**TASK DESCRIPTION:**
Extract every line below that contains the string "target", matching case exactly.

**DATA FOR THIS EXERCISE:**
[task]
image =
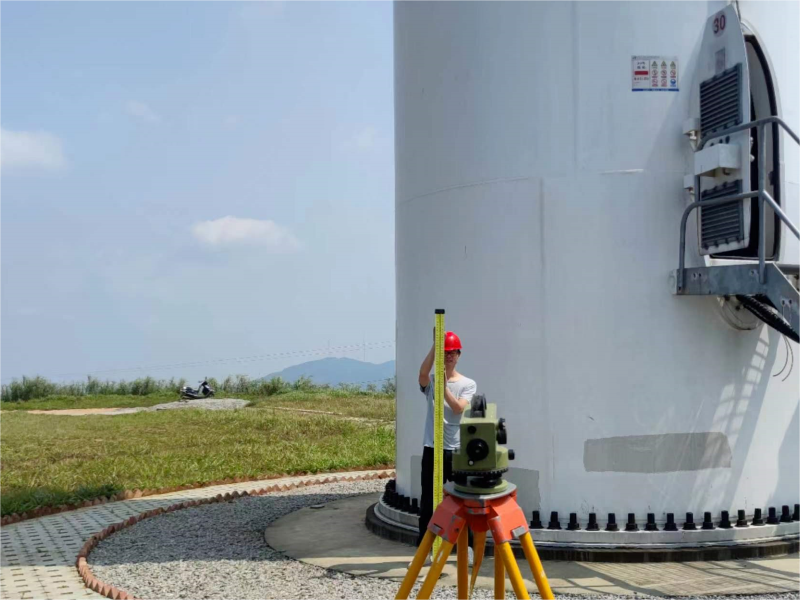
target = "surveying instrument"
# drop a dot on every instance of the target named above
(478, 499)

---

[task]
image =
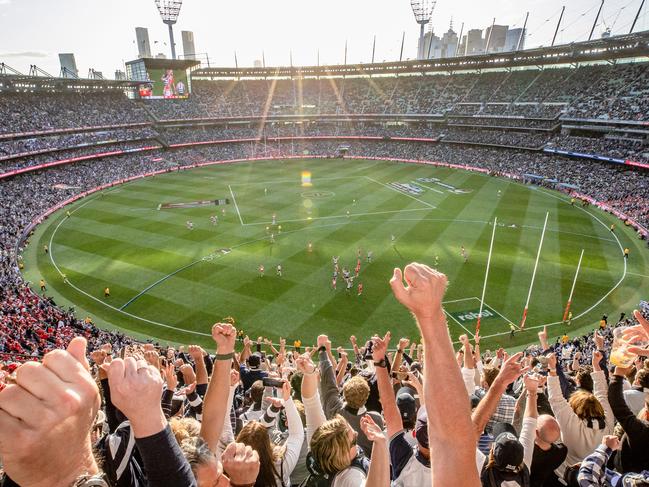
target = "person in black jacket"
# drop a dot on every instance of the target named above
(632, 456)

**ANSWER TO THE PROBLEM:**
target = "surveying instrument"
# drop a dot on every instance of the target named above
target = "person in black jacket"
# drop a dot on every instance of the target named above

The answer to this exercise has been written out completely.